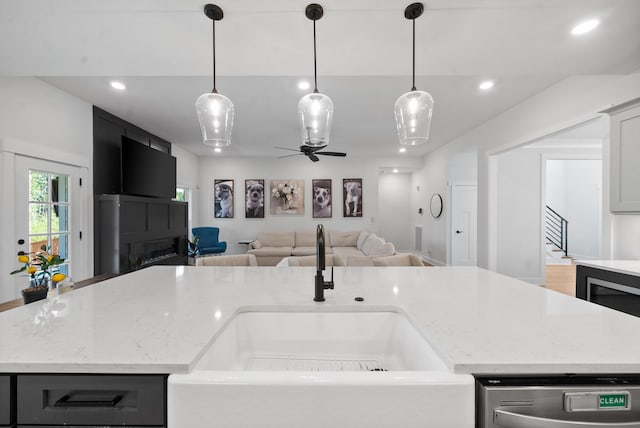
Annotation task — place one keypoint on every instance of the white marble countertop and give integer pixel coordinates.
(161, 319)
(629, 267)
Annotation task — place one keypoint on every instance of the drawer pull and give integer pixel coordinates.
(67, 401)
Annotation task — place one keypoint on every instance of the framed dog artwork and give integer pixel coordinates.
(287, 197)
(352, 197)
(254, 198)
(223, 198)
(321, 198)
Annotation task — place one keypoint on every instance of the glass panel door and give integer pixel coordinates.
(49, 209)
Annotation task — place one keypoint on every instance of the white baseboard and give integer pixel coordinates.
(428, 259)
(535, 281)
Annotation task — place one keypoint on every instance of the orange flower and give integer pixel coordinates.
(57, 277)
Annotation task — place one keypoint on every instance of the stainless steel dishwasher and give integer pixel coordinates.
(570, 401)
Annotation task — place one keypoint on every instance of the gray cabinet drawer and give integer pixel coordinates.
(91, 400)
(5, 400)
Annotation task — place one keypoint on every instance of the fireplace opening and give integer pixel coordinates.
(153, 252)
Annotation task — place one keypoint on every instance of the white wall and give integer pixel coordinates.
(187, 178)
(519, 236)
(40, 121)
(570, 102)
(577, 194)
(450, 163)
(241, 169)
(394, 209)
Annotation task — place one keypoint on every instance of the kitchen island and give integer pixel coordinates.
(162, 320)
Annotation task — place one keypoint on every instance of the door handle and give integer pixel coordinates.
(508, 419)
(67, 401)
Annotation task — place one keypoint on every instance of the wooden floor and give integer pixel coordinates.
(562, 278)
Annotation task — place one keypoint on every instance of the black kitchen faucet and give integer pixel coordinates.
(321, 284)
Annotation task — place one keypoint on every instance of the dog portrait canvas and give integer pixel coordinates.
(352, 197)
(287, 197)
(254, 198)
(321, 198)
(223, 198)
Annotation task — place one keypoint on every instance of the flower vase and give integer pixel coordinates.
(33, 294)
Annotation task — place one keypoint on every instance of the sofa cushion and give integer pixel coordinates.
(398, 260)
(372, 244)
(344, 239)
(306, 239)
(386, 249)
(361, 238)
(310, 261)
(271, 251)
(277, 239)
(359, 261)
(229, 260)
(346, 251)
(305, 251)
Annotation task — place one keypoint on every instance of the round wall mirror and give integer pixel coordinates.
(436, 205)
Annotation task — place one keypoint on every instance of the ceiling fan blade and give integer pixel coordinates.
(286, 148)
(332, 154)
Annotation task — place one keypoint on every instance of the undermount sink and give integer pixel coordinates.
(320, 341)
(277, 367)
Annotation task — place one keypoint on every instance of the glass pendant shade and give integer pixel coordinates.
(315, 112)
(215, 114)
(413, 112)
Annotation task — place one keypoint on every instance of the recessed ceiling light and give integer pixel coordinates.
(584, 27)
(118, 85)
(486, 85)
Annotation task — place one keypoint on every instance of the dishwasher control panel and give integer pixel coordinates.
(558, 401)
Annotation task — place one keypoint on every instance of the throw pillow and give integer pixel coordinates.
(361, 238)
(372, 242)
(386, 249)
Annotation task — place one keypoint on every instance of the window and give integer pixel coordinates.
(49, 214)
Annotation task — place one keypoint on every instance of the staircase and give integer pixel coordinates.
(556, 234)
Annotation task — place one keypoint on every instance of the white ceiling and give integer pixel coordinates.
(161, 49)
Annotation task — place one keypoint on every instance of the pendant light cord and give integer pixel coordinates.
(413, 88)
(214, 57)
(315, 71)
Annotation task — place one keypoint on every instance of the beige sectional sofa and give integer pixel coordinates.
(398, 259)
(271, 247)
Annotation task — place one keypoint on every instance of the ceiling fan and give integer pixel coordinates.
(311, 152)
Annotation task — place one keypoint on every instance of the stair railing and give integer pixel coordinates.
(556, 229)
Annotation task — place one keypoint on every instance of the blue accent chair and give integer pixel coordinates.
(208, 242)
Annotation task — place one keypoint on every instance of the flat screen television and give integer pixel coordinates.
(146, 171)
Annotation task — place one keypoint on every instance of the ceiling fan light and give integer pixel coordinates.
(215, 115)
(413, 111)
(315, 113)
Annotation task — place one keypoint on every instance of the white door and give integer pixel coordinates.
(48, 202)
(463, 224)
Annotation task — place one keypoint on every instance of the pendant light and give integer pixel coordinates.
(413, 110)
(315, 110)
(214, 110)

────────

* Aufgabenstellung:
Ordne bitte den Abschnitt von der Zeile mit „staircase and give integer pixel coordinates.“ bis zum Ende des Materials, beide Grenzen eingeschlossen, als JSON-Liste von Zeichenketten an. Jede Zeile wird zu einer Zeichenkette, Leerzeilen fallen weg.

* Antwort:
[
  "Annotation task — place one keypoint on every instance of the staircase and give integer pixel coordinates.",
  "(556, 234)",
  "Annotation task — place one keypoint on every instance of the white ceiling and give integer pixel coordinates.",
  "(161, 49)",
  "Annotation task — place one keypoint on every instance of the pendant light cord and give integer pixel coordinates.",
  "(413, 88)",
  "(214, 57)",
  "(315, 71)",
  "Annotation task — place one keypoint on every instance of the beige sectional sofa and give integer pixel coordinates.",
  "(398, 259)",
  "(271, 247)",
  "Annotation task — place one keypoint on every instance of the ceiling fan and give integer pixel coordinates.",
  "(311, 152)",
  "Annotation task — place one keypoint on every instance of the stair railing and give integer pixel coordinates.",
  "(556, 229)",
  "Annotation task — place one keypoint on every instance of the blue accent chair and give integer pixel coordinates.",
  "(208, 242)",
  "Annotation task — place one keypoint on every instance of the flat screen television and give integer pixel coordinates.",
  "(146, 171)",
  "Annotation task — place one keypoint on every instance of the ceiling fan light and give integer pixel coordinates.",
  "(215, 115)",
  "(413, 111)",
  "(315, 113)",
  "Annotation task — place one keypoint on every instance of the white door and give integer pixel coordinates.",
  "(48, 202)",
  "(463, 224)",
  "Annotation task — place one keypoint on every instance of the pendant light and give integer pixel coordinates.",
  "(413, 110)",
  "(315, 110)",
  "(214, 110)"
]